Every line of the material that mentions the word "gets" should be copied out.
________________________
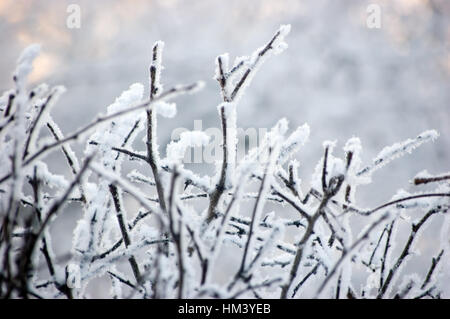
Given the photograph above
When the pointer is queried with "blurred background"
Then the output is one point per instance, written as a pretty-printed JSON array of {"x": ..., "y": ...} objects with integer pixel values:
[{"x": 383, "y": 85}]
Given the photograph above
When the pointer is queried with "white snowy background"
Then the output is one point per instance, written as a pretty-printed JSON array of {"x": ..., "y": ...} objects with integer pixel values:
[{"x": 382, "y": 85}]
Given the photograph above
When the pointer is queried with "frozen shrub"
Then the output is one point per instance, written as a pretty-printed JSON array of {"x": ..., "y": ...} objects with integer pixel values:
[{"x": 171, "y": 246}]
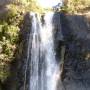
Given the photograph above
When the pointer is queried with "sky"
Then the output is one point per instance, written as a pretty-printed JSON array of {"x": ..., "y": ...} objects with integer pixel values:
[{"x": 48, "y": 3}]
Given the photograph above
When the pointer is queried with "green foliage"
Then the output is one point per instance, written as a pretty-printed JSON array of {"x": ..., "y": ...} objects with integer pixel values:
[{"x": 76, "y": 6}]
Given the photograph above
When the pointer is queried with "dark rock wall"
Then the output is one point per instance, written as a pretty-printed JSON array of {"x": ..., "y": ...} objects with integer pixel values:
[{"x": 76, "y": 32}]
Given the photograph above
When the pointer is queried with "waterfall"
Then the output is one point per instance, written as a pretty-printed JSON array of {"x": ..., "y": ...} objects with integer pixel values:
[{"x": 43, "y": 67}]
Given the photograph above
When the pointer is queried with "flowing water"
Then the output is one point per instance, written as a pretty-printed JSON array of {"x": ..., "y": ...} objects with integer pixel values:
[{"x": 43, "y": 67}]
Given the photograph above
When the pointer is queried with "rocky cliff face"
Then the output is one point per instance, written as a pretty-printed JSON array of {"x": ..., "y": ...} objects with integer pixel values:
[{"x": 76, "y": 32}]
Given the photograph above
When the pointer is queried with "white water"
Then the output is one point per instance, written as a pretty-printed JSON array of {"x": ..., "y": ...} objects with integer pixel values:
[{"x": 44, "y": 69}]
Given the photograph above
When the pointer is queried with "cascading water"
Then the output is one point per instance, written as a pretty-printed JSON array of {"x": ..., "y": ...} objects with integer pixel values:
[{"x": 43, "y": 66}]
________________________
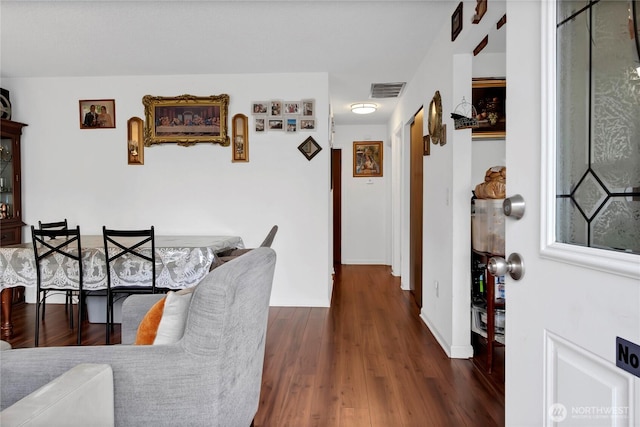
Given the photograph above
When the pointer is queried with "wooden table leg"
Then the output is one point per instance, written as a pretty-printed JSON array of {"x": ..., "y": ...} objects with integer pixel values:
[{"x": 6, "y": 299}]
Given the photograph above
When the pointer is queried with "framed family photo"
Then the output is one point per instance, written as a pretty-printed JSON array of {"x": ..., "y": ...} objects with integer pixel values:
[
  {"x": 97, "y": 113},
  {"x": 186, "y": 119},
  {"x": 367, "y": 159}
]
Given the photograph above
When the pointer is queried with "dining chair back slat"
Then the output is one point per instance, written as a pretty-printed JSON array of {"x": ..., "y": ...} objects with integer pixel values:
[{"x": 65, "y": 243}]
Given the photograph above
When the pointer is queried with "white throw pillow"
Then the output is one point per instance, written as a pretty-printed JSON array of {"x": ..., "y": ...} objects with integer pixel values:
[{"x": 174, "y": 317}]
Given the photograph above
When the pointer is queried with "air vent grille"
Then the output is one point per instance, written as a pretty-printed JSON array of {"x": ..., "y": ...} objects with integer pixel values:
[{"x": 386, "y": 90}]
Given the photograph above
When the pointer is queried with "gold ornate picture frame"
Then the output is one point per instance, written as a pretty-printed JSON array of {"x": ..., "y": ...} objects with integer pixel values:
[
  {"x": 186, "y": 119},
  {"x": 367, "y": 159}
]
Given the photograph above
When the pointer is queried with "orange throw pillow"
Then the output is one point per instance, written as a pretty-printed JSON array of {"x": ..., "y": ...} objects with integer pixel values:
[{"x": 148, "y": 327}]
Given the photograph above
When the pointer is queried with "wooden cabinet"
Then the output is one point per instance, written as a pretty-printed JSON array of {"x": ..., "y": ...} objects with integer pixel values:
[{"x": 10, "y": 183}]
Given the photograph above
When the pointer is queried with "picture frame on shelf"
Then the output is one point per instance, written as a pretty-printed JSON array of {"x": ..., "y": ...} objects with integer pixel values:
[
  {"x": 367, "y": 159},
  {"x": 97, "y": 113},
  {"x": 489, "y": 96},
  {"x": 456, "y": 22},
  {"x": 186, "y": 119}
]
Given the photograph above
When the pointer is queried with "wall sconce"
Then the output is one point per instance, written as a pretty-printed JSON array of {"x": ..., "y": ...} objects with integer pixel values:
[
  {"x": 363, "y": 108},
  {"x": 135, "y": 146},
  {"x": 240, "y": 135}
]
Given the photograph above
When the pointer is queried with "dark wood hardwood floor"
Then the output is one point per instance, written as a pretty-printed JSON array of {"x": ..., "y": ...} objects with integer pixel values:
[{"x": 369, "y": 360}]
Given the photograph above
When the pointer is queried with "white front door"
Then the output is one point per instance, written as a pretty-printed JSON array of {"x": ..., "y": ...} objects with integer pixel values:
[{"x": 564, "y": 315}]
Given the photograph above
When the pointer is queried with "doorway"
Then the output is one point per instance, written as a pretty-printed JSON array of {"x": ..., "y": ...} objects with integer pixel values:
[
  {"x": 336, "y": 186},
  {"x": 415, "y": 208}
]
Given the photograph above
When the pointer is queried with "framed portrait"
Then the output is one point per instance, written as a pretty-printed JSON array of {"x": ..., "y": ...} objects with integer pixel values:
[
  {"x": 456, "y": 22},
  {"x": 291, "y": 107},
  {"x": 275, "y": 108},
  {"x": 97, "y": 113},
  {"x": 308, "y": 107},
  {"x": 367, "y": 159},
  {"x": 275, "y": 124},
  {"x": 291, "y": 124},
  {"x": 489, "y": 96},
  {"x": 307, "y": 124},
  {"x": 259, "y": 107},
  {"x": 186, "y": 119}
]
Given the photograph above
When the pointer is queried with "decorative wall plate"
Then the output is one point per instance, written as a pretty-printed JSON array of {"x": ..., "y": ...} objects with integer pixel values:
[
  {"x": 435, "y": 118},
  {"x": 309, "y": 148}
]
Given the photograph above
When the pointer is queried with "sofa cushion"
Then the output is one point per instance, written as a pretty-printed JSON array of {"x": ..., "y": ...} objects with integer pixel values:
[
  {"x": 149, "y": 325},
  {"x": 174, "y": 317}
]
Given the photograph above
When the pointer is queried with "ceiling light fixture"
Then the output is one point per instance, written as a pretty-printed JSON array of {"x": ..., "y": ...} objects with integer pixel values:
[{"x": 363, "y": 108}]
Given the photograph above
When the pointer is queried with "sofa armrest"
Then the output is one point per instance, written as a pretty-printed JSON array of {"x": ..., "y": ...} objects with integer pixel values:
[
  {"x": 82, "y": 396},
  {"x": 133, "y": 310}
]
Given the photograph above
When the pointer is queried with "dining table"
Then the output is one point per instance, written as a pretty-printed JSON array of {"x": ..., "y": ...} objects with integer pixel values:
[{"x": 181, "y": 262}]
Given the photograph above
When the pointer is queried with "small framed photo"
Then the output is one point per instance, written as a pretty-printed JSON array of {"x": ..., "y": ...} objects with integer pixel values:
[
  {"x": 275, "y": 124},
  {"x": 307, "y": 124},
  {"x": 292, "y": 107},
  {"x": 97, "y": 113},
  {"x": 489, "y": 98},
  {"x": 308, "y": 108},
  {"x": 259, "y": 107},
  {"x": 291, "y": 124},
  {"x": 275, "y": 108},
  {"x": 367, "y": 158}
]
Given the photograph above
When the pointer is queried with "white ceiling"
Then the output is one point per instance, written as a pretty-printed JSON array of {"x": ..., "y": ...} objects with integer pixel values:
________________________
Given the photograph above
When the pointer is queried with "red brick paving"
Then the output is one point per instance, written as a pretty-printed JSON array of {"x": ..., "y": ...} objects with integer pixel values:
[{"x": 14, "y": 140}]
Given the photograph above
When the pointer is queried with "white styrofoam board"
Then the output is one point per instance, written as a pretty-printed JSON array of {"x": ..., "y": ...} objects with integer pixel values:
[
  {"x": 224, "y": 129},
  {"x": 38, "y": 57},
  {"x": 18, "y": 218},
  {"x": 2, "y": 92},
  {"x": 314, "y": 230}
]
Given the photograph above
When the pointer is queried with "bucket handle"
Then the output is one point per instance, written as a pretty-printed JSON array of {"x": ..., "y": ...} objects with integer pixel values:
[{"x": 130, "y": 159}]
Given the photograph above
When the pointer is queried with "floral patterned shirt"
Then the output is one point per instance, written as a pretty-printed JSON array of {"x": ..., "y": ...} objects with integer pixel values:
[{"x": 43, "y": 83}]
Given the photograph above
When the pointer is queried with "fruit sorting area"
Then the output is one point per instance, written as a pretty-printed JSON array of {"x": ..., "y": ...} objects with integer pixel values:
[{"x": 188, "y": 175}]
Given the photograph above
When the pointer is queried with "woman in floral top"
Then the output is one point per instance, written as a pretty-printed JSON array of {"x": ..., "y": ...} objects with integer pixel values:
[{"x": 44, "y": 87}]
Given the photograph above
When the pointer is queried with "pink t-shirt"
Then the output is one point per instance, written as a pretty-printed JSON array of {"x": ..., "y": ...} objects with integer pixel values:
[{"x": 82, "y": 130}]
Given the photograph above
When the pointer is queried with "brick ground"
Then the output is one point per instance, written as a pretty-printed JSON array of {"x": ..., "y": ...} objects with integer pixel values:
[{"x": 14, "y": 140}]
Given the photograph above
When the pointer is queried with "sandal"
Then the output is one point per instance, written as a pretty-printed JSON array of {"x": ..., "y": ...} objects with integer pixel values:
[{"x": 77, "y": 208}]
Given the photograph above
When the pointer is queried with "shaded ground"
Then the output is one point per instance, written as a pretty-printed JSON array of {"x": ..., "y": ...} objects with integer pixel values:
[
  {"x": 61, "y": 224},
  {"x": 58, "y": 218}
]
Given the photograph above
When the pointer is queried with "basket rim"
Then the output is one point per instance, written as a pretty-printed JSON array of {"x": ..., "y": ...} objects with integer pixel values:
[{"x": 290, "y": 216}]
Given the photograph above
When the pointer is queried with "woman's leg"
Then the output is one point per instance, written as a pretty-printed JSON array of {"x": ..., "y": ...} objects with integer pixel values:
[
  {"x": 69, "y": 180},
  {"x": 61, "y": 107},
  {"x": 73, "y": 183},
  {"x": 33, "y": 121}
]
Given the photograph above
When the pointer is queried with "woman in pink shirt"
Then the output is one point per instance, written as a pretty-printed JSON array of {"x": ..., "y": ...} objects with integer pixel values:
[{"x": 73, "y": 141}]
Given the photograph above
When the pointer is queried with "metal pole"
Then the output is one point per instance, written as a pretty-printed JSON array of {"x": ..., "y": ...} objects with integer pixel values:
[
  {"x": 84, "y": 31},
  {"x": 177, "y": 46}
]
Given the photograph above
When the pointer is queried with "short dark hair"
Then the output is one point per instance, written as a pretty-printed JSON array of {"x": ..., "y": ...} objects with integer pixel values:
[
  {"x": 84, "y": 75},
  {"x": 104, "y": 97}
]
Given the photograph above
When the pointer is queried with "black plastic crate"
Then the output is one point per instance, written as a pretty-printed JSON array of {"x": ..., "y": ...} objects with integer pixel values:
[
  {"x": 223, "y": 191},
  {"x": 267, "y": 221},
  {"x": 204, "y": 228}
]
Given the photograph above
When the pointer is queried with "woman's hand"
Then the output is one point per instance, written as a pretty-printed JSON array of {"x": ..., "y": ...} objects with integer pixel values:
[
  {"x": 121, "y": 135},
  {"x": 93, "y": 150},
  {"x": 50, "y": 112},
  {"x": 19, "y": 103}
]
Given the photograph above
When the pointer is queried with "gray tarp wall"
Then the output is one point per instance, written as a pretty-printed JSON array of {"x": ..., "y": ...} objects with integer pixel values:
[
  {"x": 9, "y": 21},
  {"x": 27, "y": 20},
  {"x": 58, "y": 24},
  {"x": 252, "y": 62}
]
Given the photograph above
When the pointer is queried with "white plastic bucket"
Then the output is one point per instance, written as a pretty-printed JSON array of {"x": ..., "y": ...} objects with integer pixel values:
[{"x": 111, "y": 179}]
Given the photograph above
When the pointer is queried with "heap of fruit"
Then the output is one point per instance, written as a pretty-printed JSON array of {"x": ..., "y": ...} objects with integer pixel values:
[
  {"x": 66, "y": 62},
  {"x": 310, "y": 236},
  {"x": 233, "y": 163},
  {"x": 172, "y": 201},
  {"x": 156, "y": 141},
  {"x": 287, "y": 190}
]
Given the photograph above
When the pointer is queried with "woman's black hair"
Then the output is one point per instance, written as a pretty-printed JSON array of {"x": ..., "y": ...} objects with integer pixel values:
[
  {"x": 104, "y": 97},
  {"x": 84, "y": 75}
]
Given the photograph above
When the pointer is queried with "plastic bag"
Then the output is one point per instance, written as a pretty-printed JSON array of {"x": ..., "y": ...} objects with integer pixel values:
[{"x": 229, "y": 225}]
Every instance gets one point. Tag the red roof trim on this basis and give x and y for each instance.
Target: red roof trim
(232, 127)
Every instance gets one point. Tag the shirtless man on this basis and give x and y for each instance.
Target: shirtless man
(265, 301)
________________________
● RESPONSE TO THIS EXERCISE:
Every instance gets one point. Tag the red roof trim on this basis and give x and y for each instance.
Every instance gets one point. Tag the shirtless man on this basis and give x and y for each instance.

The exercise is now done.